__Written exercise__
Output the lines of the entries as a numbered list, skipping any blank lines, starting at the first line of the entries and ending with the line that contains "column 314, row 157". Include both of those lines and nothing after them.

__Given entries__
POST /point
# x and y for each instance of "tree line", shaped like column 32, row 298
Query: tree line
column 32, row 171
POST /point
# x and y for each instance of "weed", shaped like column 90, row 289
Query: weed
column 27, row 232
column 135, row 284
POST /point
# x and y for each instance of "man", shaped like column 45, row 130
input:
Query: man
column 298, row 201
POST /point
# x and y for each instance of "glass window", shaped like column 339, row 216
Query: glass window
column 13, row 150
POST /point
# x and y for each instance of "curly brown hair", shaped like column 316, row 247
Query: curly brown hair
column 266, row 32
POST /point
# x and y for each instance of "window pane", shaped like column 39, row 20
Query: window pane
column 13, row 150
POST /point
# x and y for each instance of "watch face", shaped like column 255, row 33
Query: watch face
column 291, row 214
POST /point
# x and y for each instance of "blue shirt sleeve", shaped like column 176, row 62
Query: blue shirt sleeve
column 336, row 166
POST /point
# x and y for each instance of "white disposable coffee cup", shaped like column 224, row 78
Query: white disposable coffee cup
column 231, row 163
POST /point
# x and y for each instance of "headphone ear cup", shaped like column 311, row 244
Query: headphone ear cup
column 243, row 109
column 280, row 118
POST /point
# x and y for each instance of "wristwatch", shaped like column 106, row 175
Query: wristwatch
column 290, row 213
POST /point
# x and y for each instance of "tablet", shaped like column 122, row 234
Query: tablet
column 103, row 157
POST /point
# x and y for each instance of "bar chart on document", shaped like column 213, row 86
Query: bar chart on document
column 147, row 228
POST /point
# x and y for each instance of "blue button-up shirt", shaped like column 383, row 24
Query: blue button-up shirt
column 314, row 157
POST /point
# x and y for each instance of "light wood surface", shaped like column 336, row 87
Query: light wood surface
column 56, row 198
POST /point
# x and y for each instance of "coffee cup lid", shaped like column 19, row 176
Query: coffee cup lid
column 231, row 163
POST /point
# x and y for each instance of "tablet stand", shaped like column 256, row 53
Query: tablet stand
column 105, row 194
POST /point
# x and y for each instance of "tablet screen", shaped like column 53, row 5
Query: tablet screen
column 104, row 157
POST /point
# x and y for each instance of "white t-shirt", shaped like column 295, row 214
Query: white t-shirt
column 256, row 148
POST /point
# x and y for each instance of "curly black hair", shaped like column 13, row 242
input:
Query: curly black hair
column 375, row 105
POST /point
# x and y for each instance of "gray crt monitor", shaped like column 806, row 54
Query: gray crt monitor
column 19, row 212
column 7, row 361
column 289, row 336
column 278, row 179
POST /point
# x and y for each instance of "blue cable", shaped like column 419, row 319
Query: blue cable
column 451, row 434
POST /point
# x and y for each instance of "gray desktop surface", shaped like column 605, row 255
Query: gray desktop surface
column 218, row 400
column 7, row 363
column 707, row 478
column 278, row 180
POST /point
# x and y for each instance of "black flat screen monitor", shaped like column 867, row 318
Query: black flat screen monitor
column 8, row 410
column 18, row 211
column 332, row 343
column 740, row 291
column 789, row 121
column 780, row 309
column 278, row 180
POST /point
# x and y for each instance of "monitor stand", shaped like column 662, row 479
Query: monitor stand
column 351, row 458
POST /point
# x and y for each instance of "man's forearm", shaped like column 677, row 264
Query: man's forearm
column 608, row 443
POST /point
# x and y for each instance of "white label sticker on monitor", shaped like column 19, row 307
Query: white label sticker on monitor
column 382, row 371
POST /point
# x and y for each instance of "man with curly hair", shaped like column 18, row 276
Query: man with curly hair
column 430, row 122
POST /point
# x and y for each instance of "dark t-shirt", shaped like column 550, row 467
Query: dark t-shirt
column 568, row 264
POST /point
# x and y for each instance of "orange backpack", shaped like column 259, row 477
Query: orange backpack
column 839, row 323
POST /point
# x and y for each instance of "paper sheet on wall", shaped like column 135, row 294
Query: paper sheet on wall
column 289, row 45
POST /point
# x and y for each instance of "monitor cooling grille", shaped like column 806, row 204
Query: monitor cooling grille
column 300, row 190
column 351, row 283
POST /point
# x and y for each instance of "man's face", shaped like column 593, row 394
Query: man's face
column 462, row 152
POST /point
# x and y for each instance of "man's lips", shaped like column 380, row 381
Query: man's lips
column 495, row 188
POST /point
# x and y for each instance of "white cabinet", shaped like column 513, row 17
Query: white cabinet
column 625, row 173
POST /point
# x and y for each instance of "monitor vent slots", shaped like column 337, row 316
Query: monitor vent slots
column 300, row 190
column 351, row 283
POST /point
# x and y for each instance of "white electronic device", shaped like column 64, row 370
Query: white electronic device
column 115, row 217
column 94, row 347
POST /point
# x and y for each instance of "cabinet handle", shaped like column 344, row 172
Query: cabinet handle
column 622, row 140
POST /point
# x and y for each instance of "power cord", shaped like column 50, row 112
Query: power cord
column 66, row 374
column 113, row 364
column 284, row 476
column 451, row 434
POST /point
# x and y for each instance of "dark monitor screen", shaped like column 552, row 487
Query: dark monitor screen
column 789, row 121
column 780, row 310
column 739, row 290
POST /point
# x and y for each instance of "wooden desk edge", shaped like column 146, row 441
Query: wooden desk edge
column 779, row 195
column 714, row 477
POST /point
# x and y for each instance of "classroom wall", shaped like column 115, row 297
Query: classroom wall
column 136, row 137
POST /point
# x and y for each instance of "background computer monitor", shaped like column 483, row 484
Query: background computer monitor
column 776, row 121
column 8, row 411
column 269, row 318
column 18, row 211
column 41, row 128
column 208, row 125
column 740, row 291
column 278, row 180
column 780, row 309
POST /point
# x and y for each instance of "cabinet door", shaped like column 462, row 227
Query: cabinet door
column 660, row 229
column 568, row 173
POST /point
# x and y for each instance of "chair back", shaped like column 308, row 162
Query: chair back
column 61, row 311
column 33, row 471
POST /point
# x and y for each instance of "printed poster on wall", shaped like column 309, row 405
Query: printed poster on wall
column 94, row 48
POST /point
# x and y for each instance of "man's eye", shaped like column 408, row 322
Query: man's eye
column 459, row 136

__Exercise result__
1. POST /point
2. # x and y for each instance of "tree line", shaped like column 32, row 298
3. Query: tree line
4. column 32, row 171
5. POST /point
6. # x and y for each instance of "weed", shaped like column 90, row 289
7. Query: weed
8. column 27, row 232
9. column 135, row 284
10. POST /point
11. # x and y for each instance of "man", shaped like column 45, row 130
12. input:
13. Query: man
14. column 298, row 201
15. POST /point
16. # x and y for each instance of "glass window", shaped like column 339, row 216
17. Query: glass window
18. column 13, row 150
19. POST /point
20. # x and y for each instance of "curly brown hair", shaped like column 316, row 247
21. Query: curly brown hair
22. column 266, row 32
23. POST /point
24. # x and y for each instance of "window pane", shaped like column 39, row 20
25. Query: window pane
26. column 13, row 150
27. POST /point
28. # x and y for each instance of "watch face", shaped like column 255, row 33
29. Query: watch face
30. column 291, row 214
31. POST /point
32. # x and y for each instance of "blue shirt sleeve", shaped like column 176, row 62
33. Query: blue shirt sleeve
34. column 336, row 166
35. POST /point
36. # x and y for each instance of "white disposable coffee cup", shaped like column 224, row 78
37. Query: white disposable coffee cup
38. column 231, row 163
39. POST /point
40. # x and y for each instance of "headphone ear cup", shaped like column 311, row 244
41. Query: headphone ear cup
42. column 243, row 109
43. column 280, row 118
44. POST /point
45. # x and y for each instance of "wristwatch", shaped like column 106, row 175
46. Query: wristwatch
47. column 290, row 213
48. POST /point
49. # x and y for each instance of "tablet", shaped like column 122, row 234
50. Query: tablet
51. column 103, row 157
52. POST /point
53. # x and y for each instance of "bar chart on document", shaped like column 213, row 86
54. Query: bar chart on document
55. column 147, row 228
56. POST /point
57. # x and y for each instance of "blue button-up shirt", shaped like column 383, row 24
58. Query: blue button-up shirt
59. column 314, row 157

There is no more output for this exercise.